- **Document segment**
- - -
Thermal Oxide Reprocessing Plant
The Thermal Oxide Reprocessing Plant, or THORP, is a nuclear fuel reprocessing plant at Sellafield in Cumbria, England. THORP is owned by the Nuclear Decommissioning Authority and operated by Sellafield Ltd (which is the site licensee company). Spent nuclear fuel from nuclear reactors is reprocessed to separate the 96% uranium and the 1% plutonium, which can be reused in mixed oxide fuel, from the 3% radioactive wastes, which are treated and stored at the plant. The uranium is then made available for customers to be manufactured into new fuel.
THORP is due to close in 2018 once all existing reprocessing contracts have been fulfilled.
Construction of THORP started in the 1970s, and was completed in 1994. The plant went into operation in August 1997.
Between 1977 and 1978 an inquiry was held into an application by British Nuclear Fuels plc for outline planning permission to build a new plant to reprocess irradiated oxide nuclear fuel from both UK and foreign reactors. The inquiry was to answer three questions: "1. Should oxide fuel from United Kingdom reactors be reprocessed in this country at all; whether at Windscale or elsewhere? 2. If yes, should such reprocessing be carried on at Windscale? 3. If yes, should the reprocessing plant be about double the estimated site required to handle United Kingdom oxide fuels and be used as to the spare capacity, for reprocessing foreign fuels?". The result of the inquiry was that the new plant, the Thermal Oxide Reprocessing Plant, was given the go-ahead in 1978, although it was not completed until the 1990s at a cost of £1.8 billion.
In 1998/99, the plant faced severe economic difficulties when it failed to reach its reprocessing targets. Shut-downs for six months in the first half of 1998 and for several further months from December 1998, due to leakages, resulted in a failure to achieve the target of reprocessing 900 tonnes of fuel over that period. Most of the reprocessing contracts were with Germany and Japan.
- - -
- **Records from a dataset**
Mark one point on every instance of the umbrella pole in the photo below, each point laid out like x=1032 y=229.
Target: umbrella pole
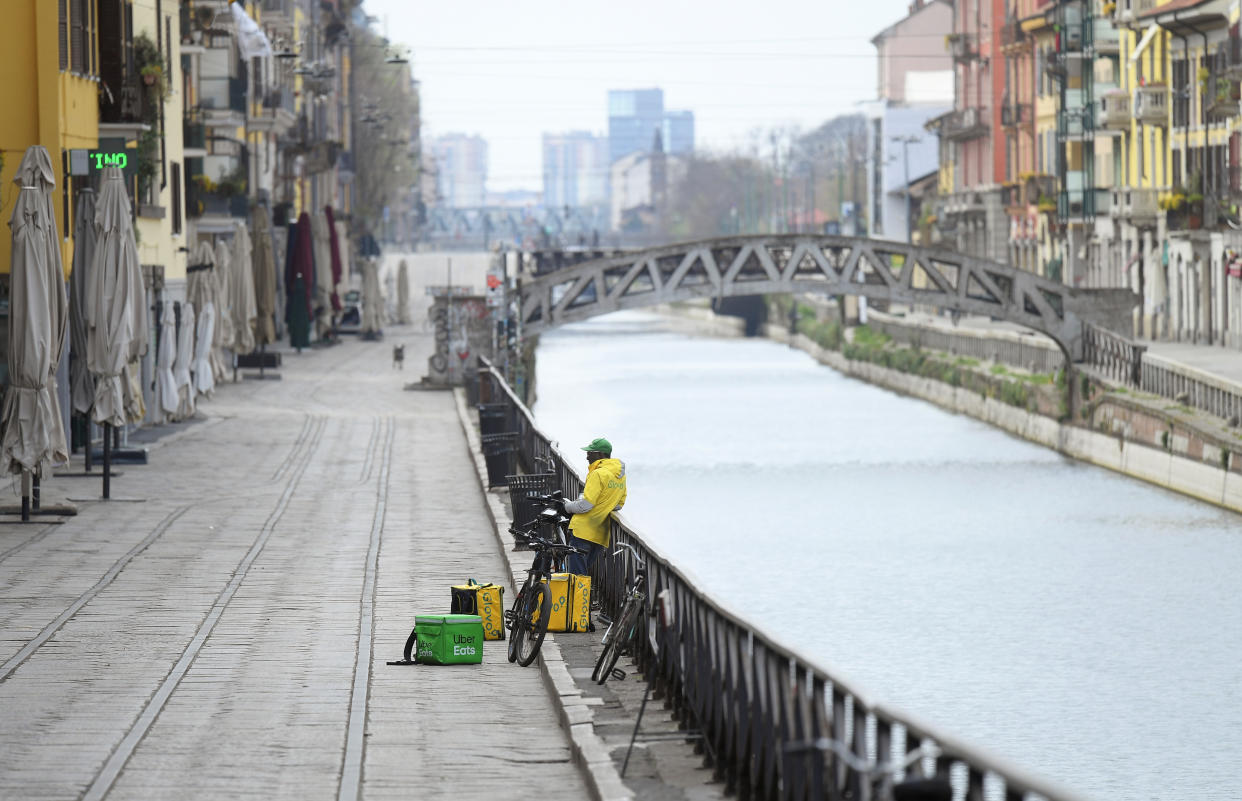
x=107 y=460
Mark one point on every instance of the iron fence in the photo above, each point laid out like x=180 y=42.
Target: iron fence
x=752 y=696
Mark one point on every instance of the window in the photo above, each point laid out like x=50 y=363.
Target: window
x=176 y=198
x=63 y=32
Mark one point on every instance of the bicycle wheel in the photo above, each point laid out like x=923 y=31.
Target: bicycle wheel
x=535 y=630
x=518 y=627
x=616 y=640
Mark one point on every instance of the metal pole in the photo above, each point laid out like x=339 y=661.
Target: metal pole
x=107 y=460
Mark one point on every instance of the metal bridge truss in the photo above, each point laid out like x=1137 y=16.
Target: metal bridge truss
x=827 y=265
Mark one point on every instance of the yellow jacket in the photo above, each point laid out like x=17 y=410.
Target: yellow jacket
x=602 y=494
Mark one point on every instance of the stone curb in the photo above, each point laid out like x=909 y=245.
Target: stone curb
x=575 y=714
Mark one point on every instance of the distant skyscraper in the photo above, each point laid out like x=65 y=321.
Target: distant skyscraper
x=575 y=169
x=678 y=133
x=461 y=169
x=634 y=117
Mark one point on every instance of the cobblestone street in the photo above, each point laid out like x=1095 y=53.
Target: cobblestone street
x=221 y=630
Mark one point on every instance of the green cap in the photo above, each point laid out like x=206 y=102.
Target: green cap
x=599 y=445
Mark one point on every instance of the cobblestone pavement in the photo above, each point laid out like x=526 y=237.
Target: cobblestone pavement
x=224 y=632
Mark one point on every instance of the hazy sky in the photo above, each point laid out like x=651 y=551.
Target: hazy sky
x=511 y=71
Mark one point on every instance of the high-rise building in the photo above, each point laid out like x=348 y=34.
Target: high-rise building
x=575 y=169
x=634 y=117
x=461 y=169
x=678 y=133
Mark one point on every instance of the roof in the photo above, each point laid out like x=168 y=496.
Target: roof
x=887 y=31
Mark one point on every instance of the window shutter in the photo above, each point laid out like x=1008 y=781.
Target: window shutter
x=63 y=35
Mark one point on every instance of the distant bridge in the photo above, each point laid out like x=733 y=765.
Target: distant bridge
x=825 y=265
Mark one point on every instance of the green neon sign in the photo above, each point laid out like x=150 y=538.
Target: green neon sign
x=109 y=159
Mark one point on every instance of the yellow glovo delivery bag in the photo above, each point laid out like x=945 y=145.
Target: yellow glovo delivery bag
x=486 y=600
x=570 y=602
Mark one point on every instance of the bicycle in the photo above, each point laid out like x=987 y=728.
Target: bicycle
x=527 y=620
x=624 y=630
x=879 y=775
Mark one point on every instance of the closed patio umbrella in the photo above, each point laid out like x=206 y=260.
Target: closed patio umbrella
x=185 y=393
x=323 y=286
x=242 y=285
x=109 y=296
x=403 y=294
x=299 y=282
x=265 y=278
x=373 y=299
x=34 y=437
x=165 y=380
x=81 y=383
x=222 y=335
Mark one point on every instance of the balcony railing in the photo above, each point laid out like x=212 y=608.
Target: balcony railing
x=965 y=123
x=1114 y=109
x=194 y=133
x=961 y=46
x=1222 y=97
x=1151 y=104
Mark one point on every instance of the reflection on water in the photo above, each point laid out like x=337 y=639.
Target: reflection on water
x=1079 y=622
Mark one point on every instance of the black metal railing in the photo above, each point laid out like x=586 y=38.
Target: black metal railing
x=1112 y=354
x=749 y=694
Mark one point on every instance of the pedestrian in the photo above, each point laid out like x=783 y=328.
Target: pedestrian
x=589 y=527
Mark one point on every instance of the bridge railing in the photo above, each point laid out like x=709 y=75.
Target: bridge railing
x=752 y=696
x=1114 y=355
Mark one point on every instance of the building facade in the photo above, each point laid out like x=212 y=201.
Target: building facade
x=461 y=169
x=575 y=169
x=914 y=80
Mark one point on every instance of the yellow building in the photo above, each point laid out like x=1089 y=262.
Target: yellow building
x=51 y=98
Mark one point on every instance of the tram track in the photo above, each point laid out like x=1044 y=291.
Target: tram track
x=116 y=763
x=355 y=733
- - -
- **Exercise requirements**
Go on with the text about the Thermal Oxide Reprocessing Plant from the point where it stops. These rows were taken from a separate source and are unrelated to the text.

- **Answer to the problem**
The chemical flowsheet for THORP is designed to add less non-volatile matter to the first cycle PUREX raffinate, one way in which this is done is by avoiding the use of ferrous compounds as plutonium reducing agents. In this plant the reduction is done using either hydrazine or HAN (hydroxylamine nitrate). The plant releases gaseous emissions of Krypton-85, a radioactive Beta-emitter with a half-life of 10.7 years. The Radiological Protection Institute of Ireland (RPII) commenced 24 hour atmospheric monitoring for Krypton-85 in 1993, prior to the plant's commissioning.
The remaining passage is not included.